**BRIEF 1:**
Answer these questions from the text on MyISAM key caches, one per line:
(a) According to the text, what size range does a key block have when it is copied from the Key Cache in MySQL 4.1?
(b) For which kind of workload does the text say table locks are not the issue?
(c) How many key caches does the text say a single table can be mapped to?

**TEXT SHOWN:**
..............................

I have written before – MyISAM Does Not Scale, or it does quite well – two main things stopping you is table locks and global mutex on the KeyCache.
Table Locks are not the issue for Read Only workload and write intensive workloads can be dealt with by using with many tables but Key Cache Mutex will still hunt you. If you aware of MySQL history you may think Key Cache scalability was fixed with new Key Cache in MySQL 4.1, and indeed previously it did not even scale with one CPU as global lock was held during IO duration, In MySQL 4.1 the lock is held only when key block (1KB to 4KB) is being copied from Key Cache to thread local buffer, which is terrible contention spot in particular on systems with many CPU cores.
Happily there is solution, or at least half of it.
If you have chosen a way of using Multiple Tables to solve Table Locks problem you can also use multiple Key Caches to reduce or virtually eliminate key cache contention. Too bad you can only map single table to single key cache – it would be so much more helpful if you could use multiple key caches for the same table, for example caching even/odd key blocks or something similar, or actually just keep hash of locks instead of one.

..............................

**TASK INPUTS:**
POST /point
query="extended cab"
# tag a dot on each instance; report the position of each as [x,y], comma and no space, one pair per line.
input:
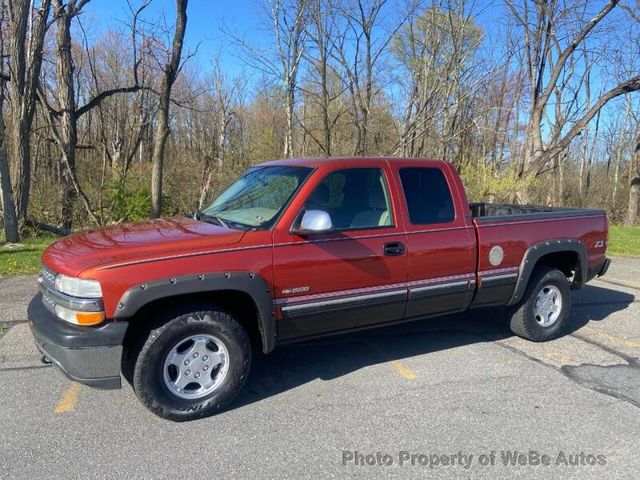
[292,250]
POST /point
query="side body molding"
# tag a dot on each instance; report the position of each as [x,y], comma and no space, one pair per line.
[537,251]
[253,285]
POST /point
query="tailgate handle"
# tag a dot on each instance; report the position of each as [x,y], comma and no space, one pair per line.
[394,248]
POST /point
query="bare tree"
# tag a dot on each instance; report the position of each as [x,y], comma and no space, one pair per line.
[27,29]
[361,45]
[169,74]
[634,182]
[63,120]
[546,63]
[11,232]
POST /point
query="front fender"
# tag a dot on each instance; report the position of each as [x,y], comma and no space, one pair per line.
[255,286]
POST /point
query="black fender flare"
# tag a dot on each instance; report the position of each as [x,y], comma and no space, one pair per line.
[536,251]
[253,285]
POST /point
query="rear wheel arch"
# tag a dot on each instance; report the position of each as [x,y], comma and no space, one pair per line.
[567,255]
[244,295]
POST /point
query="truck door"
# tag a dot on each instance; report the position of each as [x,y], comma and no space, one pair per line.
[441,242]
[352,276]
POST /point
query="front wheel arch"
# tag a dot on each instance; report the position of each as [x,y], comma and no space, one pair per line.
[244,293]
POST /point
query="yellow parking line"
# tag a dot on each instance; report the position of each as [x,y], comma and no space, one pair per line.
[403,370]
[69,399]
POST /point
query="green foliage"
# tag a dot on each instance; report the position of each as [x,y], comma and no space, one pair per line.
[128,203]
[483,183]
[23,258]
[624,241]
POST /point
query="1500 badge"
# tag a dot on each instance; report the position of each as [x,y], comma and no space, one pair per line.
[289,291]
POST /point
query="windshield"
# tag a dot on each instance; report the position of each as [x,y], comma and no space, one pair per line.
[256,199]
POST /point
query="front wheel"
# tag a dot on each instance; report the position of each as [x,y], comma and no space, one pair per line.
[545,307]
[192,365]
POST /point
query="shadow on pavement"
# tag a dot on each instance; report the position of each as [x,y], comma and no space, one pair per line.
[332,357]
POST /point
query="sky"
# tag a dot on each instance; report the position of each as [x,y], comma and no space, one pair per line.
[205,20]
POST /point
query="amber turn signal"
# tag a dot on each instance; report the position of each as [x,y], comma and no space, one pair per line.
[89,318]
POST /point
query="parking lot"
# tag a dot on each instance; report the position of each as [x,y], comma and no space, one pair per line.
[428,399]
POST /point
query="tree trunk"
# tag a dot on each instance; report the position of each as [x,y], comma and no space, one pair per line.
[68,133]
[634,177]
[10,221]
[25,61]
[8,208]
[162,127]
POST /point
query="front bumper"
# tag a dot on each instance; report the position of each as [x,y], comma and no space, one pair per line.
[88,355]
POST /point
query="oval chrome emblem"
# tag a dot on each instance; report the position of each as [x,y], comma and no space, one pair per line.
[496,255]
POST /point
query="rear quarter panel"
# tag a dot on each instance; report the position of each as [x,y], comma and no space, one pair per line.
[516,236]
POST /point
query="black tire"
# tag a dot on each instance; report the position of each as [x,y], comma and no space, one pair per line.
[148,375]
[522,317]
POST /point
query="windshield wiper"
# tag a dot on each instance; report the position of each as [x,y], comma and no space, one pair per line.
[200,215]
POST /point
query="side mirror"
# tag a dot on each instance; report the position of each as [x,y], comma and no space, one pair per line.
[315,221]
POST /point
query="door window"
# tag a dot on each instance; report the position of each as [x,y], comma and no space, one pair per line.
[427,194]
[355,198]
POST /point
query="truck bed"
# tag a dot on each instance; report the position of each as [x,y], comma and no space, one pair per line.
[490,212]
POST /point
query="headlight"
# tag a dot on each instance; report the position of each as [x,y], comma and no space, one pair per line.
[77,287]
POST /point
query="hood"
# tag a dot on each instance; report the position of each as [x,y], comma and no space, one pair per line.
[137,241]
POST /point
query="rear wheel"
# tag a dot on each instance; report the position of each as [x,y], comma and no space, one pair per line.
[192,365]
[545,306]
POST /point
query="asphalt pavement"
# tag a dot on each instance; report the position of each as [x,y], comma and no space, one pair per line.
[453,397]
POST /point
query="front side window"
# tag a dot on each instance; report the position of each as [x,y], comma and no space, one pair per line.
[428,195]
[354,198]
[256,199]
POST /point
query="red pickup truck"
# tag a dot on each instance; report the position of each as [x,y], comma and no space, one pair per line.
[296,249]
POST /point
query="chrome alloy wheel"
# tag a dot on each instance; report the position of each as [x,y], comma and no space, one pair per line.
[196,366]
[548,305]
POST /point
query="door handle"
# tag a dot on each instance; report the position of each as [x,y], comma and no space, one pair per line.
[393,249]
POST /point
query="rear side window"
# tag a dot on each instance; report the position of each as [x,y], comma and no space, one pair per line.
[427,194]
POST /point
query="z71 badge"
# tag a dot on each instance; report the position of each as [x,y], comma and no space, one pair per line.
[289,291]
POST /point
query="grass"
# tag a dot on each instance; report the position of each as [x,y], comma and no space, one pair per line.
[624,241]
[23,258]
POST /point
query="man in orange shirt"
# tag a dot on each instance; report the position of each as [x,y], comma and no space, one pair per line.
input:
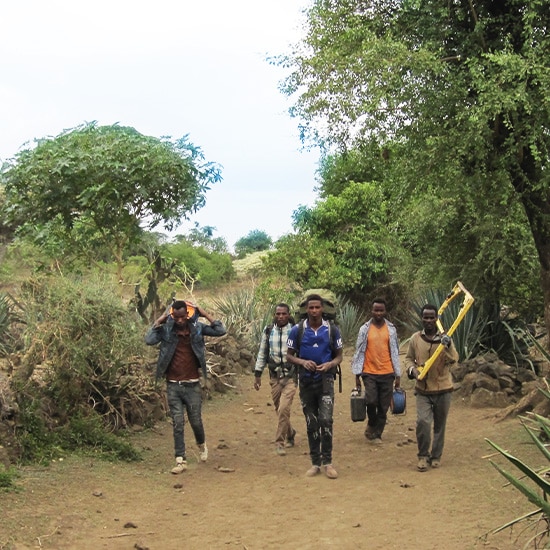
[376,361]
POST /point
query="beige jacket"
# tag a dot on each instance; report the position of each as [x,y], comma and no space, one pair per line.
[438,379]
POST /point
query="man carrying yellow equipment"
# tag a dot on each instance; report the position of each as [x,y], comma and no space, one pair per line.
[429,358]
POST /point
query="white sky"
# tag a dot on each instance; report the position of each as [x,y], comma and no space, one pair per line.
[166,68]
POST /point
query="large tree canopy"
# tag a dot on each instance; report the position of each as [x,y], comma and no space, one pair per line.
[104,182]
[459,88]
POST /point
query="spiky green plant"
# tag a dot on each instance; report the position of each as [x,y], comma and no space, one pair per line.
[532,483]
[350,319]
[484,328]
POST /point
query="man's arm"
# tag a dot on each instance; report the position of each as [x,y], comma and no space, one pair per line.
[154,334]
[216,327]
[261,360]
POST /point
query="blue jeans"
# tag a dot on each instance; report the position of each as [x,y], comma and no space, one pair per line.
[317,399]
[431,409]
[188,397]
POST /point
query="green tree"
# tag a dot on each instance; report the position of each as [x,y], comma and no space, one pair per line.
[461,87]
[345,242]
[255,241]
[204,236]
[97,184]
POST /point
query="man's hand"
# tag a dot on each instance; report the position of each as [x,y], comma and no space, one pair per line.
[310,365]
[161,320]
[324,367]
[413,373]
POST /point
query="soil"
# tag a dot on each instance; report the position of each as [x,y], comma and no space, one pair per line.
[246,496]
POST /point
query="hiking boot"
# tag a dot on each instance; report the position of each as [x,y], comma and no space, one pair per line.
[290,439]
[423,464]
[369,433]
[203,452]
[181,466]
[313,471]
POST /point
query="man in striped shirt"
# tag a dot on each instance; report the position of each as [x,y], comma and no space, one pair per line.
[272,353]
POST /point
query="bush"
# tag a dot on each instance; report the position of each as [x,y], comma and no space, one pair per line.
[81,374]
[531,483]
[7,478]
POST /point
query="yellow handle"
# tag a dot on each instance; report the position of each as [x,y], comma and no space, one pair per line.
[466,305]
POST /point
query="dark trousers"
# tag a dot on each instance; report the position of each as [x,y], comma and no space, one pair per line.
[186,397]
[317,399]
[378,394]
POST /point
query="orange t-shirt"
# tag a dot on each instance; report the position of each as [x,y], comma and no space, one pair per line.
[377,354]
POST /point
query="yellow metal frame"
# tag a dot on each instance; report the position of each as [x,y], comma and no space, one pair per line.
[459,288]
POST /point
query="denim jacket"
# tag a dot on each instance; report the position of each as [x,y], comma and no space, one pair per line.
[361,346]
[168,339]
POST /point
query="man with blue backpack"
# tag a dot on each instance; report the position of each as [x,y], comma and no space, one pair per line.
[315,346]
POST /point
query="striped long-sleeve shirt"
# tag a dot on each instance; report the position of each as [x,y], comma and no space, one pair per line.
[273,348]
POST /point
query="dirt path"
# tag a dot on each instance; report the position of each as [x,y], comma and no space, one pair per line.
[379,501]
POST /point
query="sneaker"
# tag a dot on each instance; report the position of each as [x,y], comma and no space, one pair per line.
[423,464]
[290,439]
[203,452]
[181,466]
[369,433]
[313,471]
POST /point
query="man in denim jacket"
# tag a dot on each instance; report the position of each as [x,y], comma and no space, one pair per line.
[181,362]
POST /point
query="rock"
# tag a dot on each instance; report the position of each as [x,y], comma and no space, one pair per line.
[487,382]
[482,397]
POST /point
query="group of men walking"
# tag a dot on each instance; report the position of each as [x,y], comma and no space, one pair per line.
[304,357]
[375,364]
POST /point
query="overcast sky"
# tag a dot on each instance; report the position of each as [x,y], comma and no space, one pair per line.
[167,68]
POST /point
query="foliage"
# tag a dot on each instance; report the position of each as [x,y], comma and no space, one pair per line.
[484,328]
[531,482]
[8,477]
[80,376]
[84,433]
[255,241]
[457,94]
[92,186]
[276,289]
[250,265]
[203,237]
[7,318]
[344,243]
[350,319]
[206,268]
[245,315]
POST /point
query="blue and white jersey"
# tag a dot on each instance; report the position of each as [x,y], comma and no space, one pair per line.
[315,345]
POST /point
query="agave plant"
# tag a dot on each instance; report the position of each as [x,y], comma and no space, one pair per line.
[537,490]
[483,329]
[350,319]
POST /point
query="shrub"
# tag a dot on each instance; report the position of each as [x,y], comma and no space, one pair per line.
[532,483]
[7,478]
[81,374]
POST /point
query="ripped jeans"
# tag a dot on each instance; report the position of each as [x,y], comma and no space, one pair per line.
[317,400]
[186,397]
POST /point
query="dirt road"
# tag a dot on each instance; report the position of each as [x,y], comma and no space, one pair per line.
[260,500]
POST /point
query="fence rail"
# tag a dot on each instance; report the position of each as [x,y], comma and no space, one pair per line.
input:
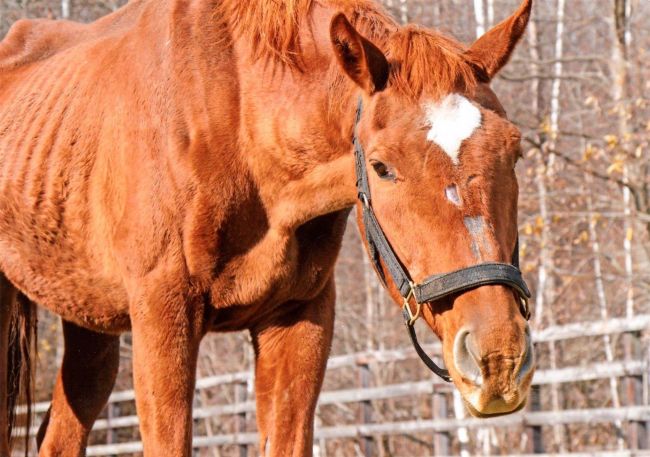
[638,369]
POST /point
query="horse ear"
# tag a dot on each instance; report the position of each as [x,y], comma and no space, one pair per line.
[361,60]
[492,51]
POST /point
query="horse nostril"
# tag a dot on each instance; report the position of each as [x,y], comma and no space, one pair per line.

..............................

**BRIEF 2:**
Count the lines in the entries that contain the string "black", treating case as significant. Give only the number.

**WRITTEN RESPONSE 1:**
(a) 1KB to 4KB
(b) Read Only workload
(c) A single key cache

**WRITTEN RESPONSE 2:**
2